Requirement:
Go through the lines below and transcribe each one exactly.
*** Opening Records for this exercise ***
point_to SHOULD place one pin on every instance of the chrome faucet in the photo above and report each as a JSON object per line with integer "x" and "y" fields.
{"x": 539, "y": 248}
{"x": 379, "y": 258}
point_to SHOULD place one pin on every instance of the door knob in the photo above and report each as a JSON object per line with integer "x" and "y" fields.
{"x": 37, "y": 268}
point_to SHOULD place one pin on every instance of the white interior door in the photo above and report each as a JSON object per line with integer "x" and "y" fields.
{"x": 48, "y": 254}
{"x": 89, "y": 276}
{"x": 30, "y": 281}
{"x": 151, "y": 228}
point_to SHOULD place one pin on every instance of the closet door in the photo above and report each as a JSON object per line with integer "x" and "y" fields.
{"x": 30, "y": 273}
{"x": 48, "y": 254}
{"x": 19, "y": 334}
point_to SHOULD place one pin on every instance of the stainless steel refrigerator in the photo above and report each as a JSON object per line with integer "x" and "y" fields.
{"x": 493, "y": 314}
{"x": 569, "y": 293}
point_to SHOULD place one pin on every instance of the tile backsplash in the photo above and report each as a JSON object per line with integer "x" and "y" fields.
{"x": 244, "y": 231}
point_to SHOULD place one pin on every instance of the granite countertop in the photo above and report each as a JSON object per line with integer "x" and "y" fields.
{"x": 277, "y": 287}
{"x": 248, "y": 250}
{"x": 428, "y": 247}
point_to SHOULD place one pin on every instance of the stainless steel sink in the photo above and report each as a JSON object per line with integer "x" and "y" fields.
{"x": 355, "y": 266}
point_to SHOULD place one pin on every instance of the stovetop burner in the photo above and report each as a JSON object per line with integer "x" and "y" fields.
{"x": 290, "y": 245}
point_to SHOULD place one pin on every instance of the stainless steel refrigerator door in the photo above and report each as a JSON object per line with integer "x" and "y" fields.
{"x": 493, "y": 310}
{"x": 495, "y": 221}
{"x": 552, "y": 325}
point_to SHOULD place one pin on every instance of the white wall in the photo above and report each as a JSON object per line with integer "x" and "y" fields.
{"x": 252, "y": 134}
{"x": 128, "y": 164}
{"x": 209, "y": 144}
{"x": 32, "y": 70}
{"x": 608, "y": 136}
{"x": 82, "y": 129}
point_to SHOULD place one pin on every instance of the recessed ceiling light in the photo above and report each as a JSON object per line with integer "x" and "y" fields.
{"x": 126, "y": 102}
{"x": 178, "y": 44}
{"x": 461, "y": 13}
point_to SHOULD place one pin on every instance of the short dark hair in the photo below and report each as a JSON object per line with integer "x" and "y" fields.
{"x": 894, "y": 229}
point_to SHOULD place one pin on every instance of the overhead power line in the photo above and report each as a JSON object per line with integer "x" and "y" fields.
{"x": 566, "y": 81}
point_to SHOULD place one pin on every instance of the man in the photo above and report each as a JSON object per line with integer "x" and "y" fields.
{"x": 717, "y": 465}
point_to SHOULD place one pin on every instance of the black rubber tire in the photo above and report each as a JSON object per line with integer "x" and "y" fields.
*** Closing Records for this exercise ***
Response to the task:
point_to SHOULD place one pin on every instance of the chrome faucet in the photo above and report each as a JSON object per line with integer "x" and "y" fields.
{"x": 539, "y": 248}
{"x": 379, "y": 258}
point_to SHOULD place one pin on every instance of the door knob in the photo above and report each as a JSON object per line with integer "x" and "y" fields.
{"x": 37, "y": 268}
point_to SHOULD place one pin on every instance of the white interior door in the photo above and report each as a JSON object per line with integer "x" and "y" fields.
{"x": 48, "y": 254}
{"x": 89, "y": 276}
{"x": 30, "y": 281}
{"x": 151, "y": 228}
point_to SHOULD place one pin on every instance of the closet door in the photo above and report each as a JSON object per line with integer "x" and "y" fields.
{"x": 30, "y": 273}
{"x": 48, "y": 254}
{"x": 19, "y": 334}
point_to SHOULD place one pin on every instance of the stainless steel refrigerator in the photo above and report each as a JSON object per line with integer "x" and "y" fields.
{"x": 493, "y": 314}
{"x": 569, "y": 293}
point_to SHOULD place one pin on every instance of the tile backsplash in the photo above and report each as a JSON object per line with integer "x" and "y" fields.
{"x": 244, "y": 231}
point_to SHOULD place one pin on every instance of the granite countertop in the photo above and report each as a JSON object per line with integer "x" and "y" fields.
{"x": 277, "y": 287}
{"x": 248, "y": 250}
{"x": 428, "y": 247}
point_to SHOULD place one pin on every instance of the stainless steel sink in the photo above and report each as a JSON object per line with integer "x" and "y" fields.
{"x": 355, "y": 266}
point_to SHOULD place one pin on every instance of the stovetop burner in the photo above and report each as a JSON object per line with integer "x" and "y" fields.
{"x": 290, "y": 245}
point_to SHOULD place one pin on every instance of the stainless steel refrigerator door in the photo above and report each as a JSON object per line with integer "x" and "y" fields.
{"x": 493, "y": 310}
{"x": 495, "y": 221}
{"x": 552, "y": 325}
point_to SHOULD place one pin on every instance of the white wall in the photo above and report each as a JSON object per line with integer "x" and "y" fields.
{"x": 252, "y": 134}
{"x": 128, "y": 164}
{"x": 209, "y": 144}
{"x": 32, "y": 70}
{"x": 608, "y": 136}
{"x": 82, "y": 129}
point_to SHOULD place one pin on every instance of the recessed ceiling light in the photo above and report each as a JSON object per line with integer "x" and "y" fields.
{"x": 126, "y": 102}
{"x": 178, "y": 44}
{"x": 461, "y": 13}
point_to SHOULD place one pin on every instance of the short dark hair in the photo below and report each as a JSON object per line with integer "x" and "y" fields.
{"x": 894, "y": 229}
point_to SHOULD place one pin on every instance of the overhead power line in the photo above and report each as a JSON object per line with integer "x" and "y" fields.
{"x": 566, "y": 81}
point_to SHOULD place one pin on every instance of the man in the photo above and report each as a JSON object per line with integer "x" and "y" fields.
{"x": 717, "y": 465}
point_to SHOULD place one pin on every instance of the black rubber tire in the photo above and report each as a JSON object per line with integer "x" and "y" fields.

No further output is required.